» **SELECTED EXCERPT**
++++++++++++++++++++
Many drug candidates do not succeed. This is not for lack of skill on the part of researchers, but because chemistry is incredibly complex and, the technologies upon which we have largely depended have inherent limitations. Data-driven AI has not changed this to the extent the media attention suggested it would. Physics-based AI might actually be able to do so.
The difference between the two approaches is important. A statistical model built on assay data from the past can see patterns in molecules that are present in those that it has seen before, or at least something quite like them. However, developing a drug always involves exploring new chemical space, and while we are yet to see a recent estimate of how many small molecules would be possible in principle, the number that is usually kicked around is on the order of 10^60. No historical data set comes anywhere close to that, so when a statistical model gets its hands on a genuinely new structure, it’s out in the country and it’s guessing.
Why Data-Driven Models Hit A Wall
The central issue here is that the most common failure of many machine-learning models in drug discovery is that they predict molecules that are “out of distribution.” This is not caused by poor training data for a specific task; rather, it is because the model has no notion of why a molecule is the way it is or how it behaves – a shortcoming that also plagues all current generative models.
Furthermore, as we push the model to propose molecules that are progressively further away from the default training data (such as compounds with atypical scaffolds or binding modes, or targeting ultra-rare diseases), its predictions for biological activity frequently become more inaccurate – not because there were faulty training data, but because an arbitrary learning method simply lacks a capacity to generalize in a physically meaningful way to whatever molecule we might throw at it.
Bridging Quantum Accuracy and Computational Speed
The reason this hasn’t always been the default approach is straightforward: quantum chemistry calculations are expensive. Density Functional Theory, one of the most widely used methods for modeling electronic structure, can take hours per molecule even on serious hardware. Running virtual screens across millions of candidates isn’t feasible at that pace.
Machine Learning Potentials address this. Trained on DFT-quality data, these models can evaluate the potential energy of an atomic configuration in milliseconds rather than hours. The physics-informed structure means they generalize better than purely empirical models while running fast enough for real screening workflows. Advanced computational platforms, such as those developed by sandboxaq.com, are bridging this gap by deploying physics-informed AI models that simulate molecular structures with quantum-level accuracy at an enterprise scale.
That combination – quantum-level grounding, machine learning speed – is what makes the approach worth taking seriously.
Generating Synthetic Data For Rare Disease Research
An overlooked challenge in drug discovery is lack of data. There might be decades of assay results for common disease targets to use as training data. For rare diseases, that’s not the case – and data-driven models are of little use.
++++++++++++++++++++
» **ENTRIES SHOWN**
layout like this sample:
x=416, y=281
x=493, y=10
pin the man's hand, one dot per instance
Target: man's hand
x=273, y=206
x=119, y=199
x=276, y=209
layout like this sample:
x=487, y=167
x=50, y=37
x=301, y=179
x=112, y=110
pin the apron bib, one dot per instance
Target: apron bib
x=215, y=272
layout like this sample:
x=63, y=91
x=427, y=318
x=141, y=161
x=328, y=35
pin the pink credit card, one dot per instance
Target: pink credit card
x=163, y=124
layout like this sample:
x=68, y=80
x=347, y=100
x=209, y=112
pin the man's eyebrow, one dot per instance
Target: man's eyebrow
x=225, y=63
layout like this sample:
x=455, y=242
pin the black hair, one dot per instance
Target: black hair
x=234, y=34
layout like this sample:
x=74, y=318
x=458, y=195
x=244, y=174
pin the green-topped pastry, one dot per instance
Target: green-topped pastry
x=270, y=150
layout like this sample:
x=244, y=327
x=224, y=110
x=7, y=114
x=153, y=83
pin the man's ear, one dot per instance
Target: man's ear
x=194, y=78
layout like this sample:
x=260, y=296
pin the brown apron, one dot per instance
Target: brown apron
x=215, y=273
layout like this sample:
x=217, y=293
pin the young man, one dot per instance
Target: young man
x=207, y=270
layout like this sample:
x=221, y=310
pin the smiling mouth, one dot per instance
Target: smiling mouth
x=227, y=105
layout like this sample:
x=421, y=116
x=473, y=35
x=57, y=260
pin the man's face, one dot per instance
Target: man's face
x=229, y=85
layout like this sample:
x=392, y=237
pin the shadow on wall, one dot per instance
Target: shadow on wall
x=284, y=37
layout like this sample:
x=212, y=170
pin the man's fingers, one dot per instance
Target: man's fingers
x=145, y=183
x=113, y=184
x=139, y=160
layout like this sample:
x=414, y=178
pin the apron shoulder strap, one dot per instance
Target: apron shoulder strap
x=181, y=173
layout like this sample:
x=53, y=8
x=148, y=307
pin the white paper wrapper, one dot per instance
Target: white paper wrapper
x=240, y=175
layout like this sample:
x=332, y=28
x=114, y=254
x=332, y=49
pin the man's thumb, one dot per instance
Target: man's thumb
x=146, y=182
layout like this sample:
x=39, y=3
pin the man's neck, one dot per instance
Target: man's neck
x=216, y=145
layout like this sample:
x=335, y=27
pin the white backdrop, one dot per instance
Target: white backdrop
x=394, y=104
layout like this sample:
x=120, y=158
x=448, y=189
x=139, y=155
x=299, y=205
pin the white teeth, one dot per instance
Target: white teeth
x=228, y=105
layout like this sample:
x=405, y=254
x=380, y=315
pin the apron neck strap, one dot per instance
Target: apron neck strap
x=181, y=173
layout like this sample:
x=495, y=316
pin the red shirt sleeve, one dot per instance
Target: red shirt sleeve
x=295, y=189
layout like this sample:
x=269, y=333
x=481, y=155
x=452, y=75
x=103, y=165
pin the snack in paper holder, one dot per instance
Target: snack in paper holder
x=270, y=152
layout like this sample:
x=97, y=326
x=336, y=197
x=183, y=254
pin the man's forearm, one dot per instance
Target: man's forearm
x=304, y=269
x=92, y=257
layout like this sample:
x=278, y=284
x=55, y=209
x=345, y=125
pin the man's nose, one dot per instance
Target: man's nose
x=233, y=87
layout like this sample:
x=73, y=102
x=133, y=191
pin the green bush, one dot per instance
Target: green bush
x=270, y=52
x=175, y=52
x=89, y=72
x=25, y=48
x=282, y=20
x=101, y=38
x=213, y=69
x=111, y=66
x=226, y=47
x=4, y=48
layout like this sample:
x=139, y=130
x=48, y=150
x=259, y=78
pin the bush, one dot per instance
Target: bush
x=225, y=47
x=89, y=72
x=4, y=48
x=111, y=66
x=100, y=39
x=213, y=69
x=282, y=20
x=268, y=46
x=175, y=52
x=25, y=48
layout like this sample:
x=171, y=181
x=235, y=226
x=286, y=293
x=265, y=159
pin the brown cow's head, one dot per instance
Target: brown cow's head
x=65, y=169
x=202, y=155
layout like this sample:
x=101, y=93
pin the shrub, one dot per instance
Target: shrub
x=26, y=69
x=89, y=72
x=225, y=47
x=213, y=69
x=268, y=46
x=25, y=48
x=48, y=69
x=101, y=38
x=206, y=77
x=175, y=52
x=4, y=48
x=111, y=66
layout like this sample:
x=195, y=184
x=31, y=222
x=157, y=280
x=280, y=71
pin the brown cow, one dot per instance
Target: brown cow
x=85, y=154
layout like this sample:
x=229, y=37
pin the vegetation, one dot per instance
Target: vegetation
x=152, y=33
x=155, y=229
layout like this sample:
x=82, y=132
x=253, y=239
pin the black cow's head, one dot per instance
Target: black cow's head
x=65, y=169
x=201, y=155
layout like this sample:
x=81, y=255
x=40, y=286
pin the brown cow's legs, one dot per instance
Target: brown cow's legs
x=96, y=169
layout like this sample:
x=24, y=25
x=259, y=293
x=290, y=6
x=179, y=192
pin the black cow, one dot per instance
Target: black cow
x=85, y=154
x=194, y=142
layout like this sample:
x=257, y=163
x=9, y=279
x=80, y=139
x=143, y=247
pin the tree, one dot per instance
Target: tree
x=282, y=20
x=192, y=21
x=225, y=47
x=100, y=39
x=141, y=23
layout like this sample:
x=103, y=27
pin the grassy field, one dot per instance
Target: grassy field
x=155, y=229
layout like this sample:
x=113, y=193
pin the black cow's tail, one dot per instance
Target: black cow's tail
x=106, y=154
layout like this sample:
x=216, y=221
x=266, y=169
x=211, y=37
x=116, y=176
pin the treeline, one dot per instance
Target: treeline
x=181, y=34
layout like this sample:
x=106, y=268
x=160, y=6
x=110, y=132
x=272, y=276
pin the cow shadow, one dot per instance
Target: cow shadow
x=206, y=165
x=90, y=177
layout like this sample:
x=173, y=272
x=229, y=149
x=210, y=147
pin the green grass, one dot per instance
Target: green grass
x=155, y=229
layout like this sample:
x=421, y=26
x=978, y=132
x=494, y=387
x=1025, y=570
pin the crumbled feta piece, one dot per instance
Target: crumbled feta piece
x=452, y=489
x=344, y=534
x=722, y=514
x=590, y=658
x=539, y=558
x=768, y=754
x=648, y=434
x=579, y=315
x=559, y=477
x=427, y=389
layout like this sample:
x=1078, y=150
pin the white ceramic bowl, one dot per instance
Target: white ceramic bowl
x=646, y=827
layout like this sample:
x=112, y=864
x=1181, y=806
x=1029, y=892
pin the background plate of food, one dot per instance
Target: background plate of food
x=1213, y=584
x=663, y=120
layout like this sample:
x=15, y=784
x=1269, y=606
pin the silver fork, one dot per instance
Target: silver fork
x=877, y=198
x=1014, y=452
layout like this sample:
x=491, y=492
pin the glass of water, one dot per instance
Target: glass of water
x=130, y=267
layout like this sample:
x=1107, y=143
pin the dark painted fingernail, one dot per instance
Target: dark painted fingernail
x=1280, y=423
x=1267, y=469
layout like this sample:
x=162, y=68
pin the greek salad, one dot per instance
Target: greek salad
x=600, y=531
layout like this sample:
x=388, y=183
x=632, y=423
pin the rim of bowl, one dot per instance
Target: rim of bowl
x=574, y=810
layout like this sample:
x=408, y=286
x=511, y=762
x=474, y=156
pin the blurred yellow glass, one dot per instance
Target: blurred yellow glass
++++++++++++++++++++
» **YOUR TASKS**
• 1. In the article on physics-based AI for drug discovery, rewrite the passage between "Machine Learning Potentials" and "an enterprise scale.", inclusive, swapping "milliseconds" for "seconds".
• 2. In the article on physics-based AI for drug discovery, what figure is usually cited for how many small molecules are possible in principle?
• 3. Continue the article on physics-based AI for drug discovery from where it stops.
The lines above come from a separate source.

» **ANSWERS TO EACH TASK**
• 1.
Machine Learning Potentials address this. Trained on DFT-quality data, these models can evaluate the potential energy of an atomic configuration in seconds rather than hours. The physics-informed structure means they generalize better than purely empirical models while running fast enough for real screening workflows. Advanced computational platforms, such as those developed by sandboxaq.com, are bridging this gap by deploying physics-informed AI models that simulate molecular structures with quantum-level accuracy at an enterprise scale.

• 2. On the order of 10^60.

• 3.
Physics-based AI gets around this with active learning. The model finds the areas of chemical space with the least-confidence predictions, and queries the physics engine to run targeted simulations on exactly those structures. This generates perfectly accurate synthetic training data, directly from the underlying physics, and without requiring any proprietary experimental datasets. The model bootstraps its own knowledge base, based on the underlying physics rather than historical assay results.
This is especially important for rare diseases, as small patient populations mean the traditional economics of drug development rarely work out. Better in silico prediction can make lots of programs viable that otherwise wouldn’t be.
Reducing False Positives In Binding Prediction
Conventional virtual docking tools view binding as a static geometric puzzle. Does this molecule fit the pocket? Unfortunately, this approach generates a tsunami of false positives: compounds that look promising computationally but fail to perform as expected in the lab or the clinic.
But binding is dynamic. The practical utility of a drug candidate is determined by thermodynamic and kinetic parameters – not just whether a compound can bind, but how strongly it binds, how fast it can associate and dissociate, and how stable the complex is over time. Physics-informed neural networks can estimate these properties more faithfully, as they provide a representation of the true energy landscape of the interaction, rather than a crude yes/no based on shape.
De-Risking The Clinical Transition
More than 90% of new drug candidates are unsuccessful in clinical trials, and the average cumulative development cost for a new drug is estimated to be $2.6 billion (Tufts Center for the Study of Drug Development). The vast majority of development costs for a drug that ultimately fails occur when it’s in the advanced stages of the pipeline.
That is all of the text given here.